Public Health Institute of Malawi
- Founded: January 5, 2013; 13 years ago
- Founded at: Lilongwe, Malawi
- Type: Public
- Legal status: public health
- Purpose: To deal with national public health problems
- Location: Malawi;
- Director: Mathews Kagoli
- Deputy-Director: Evelyn Chitsa Banda; Joseph Bitilinyu Bango; ;
- Head of Epidemiology and Disease Surveillance: Annie Chauma Mwale

= Public Health Institute of Malawi =

Facility in Lilongwe, Malawi

Public Health Institute of Malawi (PHIM) is a Malawian government agency and research institute, as well as Malawi's national public health institute. It is subordinate to the Ministry of Health. PHIM builds the capacity of the country to effectively attend and deal with public health challenges including emerging communicable and non-communicable diseases.

The institute's main activities are health surveillance, research and prevention of diseases. The institute consists of research divisions for environmental health, infection control and health data, as well as mental and physical health.

== Background ==

=== Formation ===
The institution was established in the early 2013 with support from the Ministry of Health for research, prevention and controlling of diseases on national level as well as obtaining evidence that implements policy and practice in public health service delivery. The institution has also worked in collaboration with the Norwegian Institute of Public Health (NIPH) and have had a close partnership for several years. The Norwegian Institute of Public Health has also contributed to establishment of PHIM in 2013. Both institutes have similar interests in surveillance of infectious diseases in their respective countries. Part of the area that PHIM requested was IDSR, the institute's responsibility. In 2023, PHIM, along with The Ministry of Health launched the agenda for National Health Research ll and Research Methodology responsible for provision of a framework for conducting health sector research. The agenda also ensures to tackle challenges which health officials face when conducting research.

**EXERCISE INSTRUCTIONS**
1. In the Public Health Institute of Malawi text, which ministry is the institute subordinate to?
2. Print the Public Health Institute of Malawi text word for word, from "Facility in Lilongwe, Malawi" up to and including "and non-communicable diseases.".

**MATERIAL PROVIDED**

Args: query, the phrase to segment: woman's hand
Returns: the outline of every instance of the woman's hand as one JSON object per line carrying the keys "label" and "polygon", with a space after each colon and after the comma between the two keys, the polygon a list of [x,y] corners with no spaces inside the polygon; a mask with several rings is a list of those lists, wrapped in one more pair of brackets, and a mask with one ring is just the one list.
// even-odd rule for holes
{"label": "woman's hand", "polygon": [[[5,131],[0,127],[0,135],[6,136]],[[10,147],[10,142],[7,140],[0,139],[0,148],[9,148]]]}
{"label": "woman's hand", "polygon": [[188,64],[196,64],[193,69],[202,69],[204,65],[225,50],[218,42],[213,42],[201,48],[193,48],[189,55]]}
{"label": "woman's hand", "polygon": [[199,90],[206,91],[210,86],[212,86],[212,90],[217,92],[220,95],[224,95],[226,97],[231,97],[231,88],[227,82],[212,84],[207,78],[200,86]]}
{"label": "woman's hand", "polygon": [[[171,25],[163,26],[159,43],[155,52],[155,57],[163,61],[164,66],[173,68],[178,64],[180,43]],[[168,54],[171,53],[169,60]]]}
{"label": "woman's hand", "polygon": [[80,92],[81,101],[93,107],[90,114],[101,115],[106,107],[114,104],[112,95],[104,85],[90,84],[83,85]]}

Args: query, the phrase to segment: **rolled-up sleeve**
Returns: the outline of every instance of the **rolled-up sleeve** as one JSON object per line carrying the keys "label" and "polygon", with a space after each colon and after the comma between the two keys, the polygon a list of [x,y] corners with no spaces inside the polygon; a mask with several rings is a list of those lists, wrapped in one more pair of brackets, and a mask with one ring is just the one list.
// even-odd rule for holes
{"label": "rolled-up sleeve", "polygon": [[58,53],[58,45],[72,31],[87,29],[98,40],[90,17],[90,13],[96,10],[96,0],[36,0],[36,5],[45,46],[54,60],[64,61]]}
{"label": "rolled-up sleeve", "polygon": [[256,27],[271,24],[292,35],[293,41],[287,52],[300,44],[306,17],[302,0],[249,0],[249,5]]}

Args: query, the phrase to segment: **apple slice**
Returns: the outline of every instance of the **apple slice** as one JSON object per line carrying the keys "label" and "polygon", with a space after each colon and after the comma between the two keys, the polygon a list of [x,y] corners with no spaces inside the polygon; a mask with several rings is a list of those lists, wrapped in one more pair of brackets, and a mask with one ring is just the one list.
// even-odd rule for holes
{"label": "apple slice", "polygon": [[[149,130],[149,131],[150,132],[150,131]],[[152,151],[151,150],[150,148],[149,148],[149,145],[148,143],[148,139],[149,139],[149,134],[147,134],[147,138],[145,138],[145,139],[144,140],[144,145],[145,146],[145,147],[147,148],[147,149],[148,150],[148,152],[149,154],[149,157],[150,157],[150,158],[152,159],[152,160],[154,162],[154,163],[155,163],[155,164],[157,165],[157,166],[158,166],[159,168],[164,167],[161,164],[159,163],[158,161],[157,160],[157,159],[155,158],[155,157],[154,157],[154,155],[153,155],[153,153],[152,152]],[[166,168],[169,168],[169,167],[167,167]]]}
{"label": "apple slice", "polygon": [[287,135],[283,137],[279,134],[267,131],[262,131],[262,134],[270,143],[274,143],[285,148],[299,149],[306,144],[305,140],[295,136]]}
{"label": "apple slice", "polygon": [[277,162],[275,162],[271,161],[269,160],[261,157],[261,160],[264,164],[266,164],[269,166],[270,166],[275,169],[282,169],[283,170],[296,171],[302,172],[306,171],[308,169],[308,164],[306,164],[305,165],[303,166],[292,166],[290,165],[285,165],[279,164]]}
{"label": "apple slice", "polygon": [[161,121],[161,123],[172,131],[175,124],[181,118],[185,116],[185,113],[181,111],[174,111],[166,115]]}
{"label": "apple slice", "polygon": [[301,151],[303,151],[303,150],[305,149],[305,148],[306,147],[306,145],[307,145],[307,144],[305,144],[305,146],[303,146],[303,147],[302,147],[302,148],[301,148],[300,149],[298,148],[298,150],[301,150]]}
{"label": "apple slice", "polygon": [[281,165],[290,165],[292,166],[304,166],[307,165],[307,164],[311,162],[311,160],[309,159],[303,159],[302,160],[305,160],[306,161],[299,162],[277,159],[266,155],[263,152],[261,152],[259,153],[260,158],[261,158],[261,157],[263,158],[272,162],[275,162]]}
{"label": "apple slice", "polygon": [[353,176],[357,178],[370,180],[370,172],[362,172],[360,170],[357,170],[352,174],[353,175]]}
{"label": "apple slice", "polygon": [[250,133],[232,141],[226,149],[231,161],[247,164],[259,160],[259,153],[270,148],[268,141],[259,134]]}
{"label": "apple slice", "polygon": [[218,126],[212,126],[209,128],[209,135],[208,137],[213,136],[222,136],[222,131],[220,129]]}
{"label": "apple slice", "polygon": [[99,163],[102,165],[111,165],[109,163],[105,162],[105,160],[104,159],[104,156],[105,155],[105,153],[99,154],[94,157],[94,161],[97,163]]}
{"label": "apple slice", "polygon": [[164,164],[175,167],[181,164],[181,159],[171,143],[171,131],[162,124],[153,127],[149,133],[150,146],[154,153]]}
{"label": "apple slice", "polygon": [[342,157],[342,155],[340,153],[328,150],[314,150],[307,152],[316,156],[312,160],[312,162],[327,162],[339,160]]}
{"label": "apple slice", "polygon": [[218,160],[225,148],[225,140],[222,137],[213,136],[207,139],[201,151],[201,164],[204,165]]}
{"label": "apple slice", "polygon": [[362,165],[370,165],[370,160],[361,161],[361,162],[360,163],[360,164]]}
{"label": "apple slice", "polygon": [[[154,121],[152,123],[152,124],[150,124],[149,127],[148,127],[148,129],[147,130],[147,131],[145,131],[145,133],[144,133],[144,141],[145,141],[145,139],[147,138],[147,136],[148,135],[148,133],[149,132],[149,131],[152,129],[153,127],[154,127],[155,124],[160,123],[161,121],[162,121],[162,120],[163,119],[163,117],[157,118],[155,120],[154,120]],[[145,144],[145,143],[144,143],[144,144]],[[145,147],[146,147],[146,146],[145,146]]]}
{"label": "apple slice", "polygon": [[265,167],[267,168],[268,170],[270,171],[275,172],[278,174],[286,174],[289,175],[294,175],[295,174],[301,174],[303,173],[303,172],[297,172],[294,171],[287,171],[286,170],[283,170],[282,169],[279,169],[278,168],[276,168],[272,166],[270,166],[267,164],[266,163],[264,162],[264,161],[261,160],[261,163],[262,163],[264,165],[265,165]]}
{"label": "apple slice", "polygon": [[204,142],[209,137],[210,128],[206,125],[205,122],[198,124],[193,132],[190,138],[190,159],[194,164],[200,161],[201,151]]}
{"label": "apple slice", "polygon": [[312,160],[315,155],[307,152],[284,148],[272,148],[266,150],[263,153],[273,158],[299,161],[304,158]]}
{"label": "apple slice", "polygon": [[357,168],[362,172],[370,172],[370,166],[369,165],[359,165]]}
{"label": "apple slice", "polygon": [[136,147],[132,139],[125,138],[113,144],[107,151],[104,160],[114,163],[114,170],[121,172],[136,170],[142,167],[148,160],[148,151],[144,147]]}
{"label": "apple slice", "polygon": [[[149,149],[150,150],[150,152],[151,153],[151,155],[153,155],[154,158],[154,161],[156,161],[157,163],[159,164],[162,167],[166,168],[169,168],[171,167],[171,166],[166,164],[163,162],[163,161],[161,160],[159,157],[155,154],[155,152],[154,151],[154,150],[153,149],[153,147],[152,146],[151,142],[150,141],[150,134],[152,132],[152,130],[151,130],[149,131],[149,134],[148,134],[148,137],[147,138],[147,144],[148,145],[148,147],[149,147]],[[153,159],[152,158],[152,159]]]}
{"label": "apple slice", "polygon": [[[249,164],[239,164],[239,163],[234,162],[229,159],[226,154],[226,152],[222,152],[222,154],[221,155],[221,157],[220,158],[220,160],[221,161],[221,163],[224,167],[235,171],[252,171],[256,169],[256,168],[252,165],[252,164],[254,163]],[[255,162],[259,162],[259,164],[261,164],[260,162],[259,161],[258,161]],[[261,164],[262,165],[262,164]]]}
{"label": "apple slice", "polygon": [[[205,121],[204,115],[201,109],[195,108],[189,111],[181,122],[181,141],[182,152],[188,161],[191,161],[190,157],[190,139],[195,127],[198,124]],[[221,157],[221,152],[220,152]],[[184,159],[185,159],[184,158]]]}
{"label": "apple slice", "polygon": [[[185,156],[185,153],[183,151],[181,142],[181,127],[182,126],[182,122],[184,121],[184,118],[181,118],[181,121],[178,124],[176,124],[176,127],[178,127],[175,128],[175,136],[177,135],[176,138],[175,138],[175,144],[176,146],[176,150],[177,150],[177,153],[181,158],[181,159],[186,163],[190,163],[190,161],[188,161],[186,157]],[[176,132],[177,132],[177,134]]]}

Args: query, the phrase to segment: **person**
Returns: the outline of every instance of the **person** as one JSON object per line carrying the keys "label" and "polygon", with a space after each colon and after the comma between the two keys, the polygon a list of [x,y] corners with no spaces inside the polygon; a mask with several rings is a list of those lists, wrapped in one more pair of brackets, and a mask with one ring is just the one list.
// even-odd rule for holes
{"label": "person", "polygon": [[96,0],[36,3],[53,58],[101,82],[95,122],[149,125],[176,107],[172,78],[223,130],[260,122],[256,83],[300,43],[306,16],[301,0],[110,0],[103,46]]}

**RESPONSES**
1. The Ministry of Health.

2.
Facility in Lilongwe, Malawi

Public Health Institute of Malawi (PHIM) is a Malawian government agency and research institute, as well as Malawi's national public health institute. It is subordinate to the Ministry of Health. PHIM builds the capacity of the country to effectively attend and deal with public health challenges including emerging communicable and non-communicable diseases.